## Exercise brief
Copy the blog post word for word, starting at "Lately, every post" and ending at "in the mail!".

## Extract
-=-=-=-=-
Tuesday, October 12, 2010


Lately, every post here needs to read, "I'm still alive." As a writer, potentially. Notwithstanding the ravages of class projects to grade, academic papers that won't die, sinus infection, child-related events that must be attended.

But this potential "I" is still alive and perhaps a period of thriving is upon me. Even though it is undoubtedly a terrible idea, I intend to write my 50,000 words this November. Perhaps I will set a personal goal of 60,000 so that I might be permitted to fall short. As far as I can determine, only in young adult or juvenile fiction would 50,000 words count as a complete manuscript: let that be my guide. My copy of The Hero with a Thousand Faces is in the mail!

In the past few days I have despaired of being able to complete a book set more than fifty miles from Beloit, WI, because it seems that my ability to travel is so limited. But that is truly untrue and just signifies cowardice, indecision, and general pusillanimity. (That last word is hard to spell and hard to say.) In fact, I do have the resources to trip along the route of my heroes' journeys; all that is required is a bit of creative fiction about my intentions, or at least some minor concessions to academic pursuits in my pandering, and I can make at least one extended visit, and perhaps two shorter visits. I am drawing the line at a ten day faculty seminar because after that I would probably be inclined to hole up in a bar in Warsaw for a week. What I need is a plausible long-term project that never has to be finished ... Perhaps a history of the Gypsies in the Slovak lands. That would put me just in the right place and the project is potentially endless, and even possibly valuable.

But what shall I write for NaNoWiMo? Since I have done so little actual writing of prose so far, though a great deal of planning, almost nothing related to Karpatia is off-limits. I did want to include dogs, I decided that this week when I went to a Newfoundland pulling contest. The story I'm liking is Bloehm's, starting in the parking garage in Bratislava, transported to Poland, joined up to the Wedrowniczki as a scout, sees something she's not supposed to see, imprisoned in Weiliczka Salt mines, escapes with younger child and dog (Casimir), and begins the trek southward along the Salt Road back to Bratislava.  This story ends with their capture and "detention" at Spissky Hrad by the Rromii -- Bloehm does not let on that she is Rromii by adoption, if not appearance. The rule of the In-Between is that nobody leaves.
-=-=-=-=-
## Given records

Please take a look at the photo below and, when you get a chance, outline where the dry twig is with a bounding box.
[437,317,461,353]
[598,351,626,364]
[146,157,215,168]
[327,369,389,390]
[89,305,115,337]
-=-=-=-=-
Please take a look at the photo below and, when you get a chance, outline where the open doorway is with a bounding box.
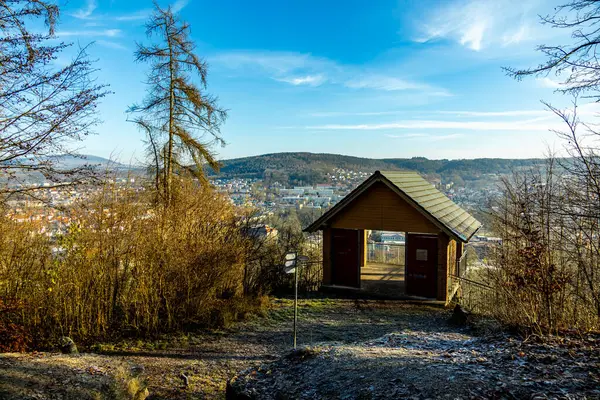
-=-=-=-=-
## Answer section
Lately, every post here needs to read, "I'm still alive." As a writer, potentially. Notwithstanding the ravages of class projects to grade, academic papers that won't die, sinus infection, child-related events that must be attended.

But this potential "I" is still alive and perhaps a period of thriving is upon me. Even though it is undoubtedly a terrible idea, I intend to write my 50,000 words this November. Perhaps I will set a personal goal of 60,000 so that I might be permitted to fall short. As far as I can determine, only in young adult or juvenile fiction would 50,000 words count as a complete manuscript: let that be my guide. My copy of The Hero with a Thousand Faces is in the mail!